**Short problem:** Transcribe the lines between the one holding "Practice step: pin every instance of the stone" and the one holding "[(41, 293), (210, 292), (197, 264)]", inclusive, reproducing them without any change.

**Provided information:**
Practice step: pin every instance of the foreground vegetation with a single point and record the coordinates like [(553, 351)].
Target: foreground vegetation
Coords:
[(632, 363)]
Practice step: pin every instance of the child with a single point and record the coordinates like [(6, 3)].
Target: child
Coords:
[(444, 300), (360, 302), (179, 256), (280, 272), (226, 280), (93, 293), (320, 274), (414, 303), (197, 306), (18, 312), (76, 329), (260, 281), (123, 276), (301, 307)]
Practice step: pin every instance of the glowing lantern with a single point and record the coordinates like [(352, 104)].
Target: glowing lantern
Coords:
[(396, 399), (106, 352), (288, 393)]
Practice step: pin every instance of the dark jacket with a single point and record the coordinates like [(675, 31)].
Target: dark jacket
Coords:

--

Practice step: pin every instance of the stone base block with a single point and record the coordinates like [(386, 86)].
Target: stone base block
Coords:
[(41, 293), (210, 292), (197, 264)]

**Completed task:**
Practice step: pin every instance of the stone base block with a single point and record the coordinates like [(386, 86)].
Target: stone base block
Coords:
[(41, 293), (210, 292), (197, 264)]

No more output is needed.